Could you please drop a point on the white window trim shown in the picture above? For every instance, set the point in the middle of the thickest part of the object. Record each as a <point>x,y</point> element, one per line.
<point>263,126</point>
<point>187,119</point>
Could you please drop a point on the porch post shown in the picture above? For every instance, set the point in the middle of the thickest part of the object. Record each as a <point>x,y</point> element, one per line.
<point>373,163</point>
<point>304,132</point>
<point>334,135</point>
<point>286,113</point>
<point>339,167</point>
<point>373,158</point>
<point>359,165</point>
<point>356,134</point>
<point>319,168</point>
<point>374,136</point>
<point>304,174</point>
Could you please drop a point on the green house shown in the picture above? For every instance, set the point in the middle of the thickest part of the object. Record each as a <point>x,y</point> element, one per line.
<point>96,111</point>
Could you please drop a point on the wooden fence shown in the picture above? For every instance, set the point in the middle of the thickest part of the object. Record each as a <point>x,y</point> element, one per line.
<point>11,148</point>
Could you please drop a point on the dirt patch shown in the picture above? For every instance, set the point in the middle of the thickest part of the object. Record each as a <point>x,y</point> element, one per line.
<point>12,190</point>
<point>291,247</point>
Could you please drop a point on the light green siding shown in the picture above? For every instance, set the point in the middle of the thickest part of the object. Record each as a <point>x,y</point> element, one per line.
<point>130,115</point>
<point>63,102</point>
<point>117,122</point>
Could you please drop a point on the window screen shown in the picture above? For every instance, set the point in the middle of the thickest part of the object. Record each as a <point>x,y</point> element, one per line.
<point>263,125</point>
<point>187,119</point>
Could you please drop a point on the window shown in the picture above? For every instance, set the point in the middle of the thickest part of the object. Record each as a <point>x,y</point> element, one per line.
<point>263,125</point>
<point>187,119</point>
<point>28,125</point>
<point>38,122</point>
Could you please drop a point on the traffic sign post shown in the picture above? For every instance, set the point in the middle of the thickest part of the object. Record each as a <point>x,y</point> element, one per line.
------------
== TASK DESCRIPTION ==
Reproduce everything in the data above verbatim, from the line that contains "Could you please drop a point on the wooden" down to the line that contains "<point>291,247</point>", both lines included.

== RESULT OF THIS TASK ==
Could you please drop a point on the wooden fence shown in the picture above? For every instance, set the point in the middle of the thickest part of the object. Record each as a <point>x,y</point> element, one per line.
<point>11,148</point>
Could you please drop a point on the dirt patch shown in the picture above? For every instance, set the point in the middle of the thickest part of the object. Record each as a <point>x,y</point> element, one per line.
<point>12,190</point>
<point>291,247</point>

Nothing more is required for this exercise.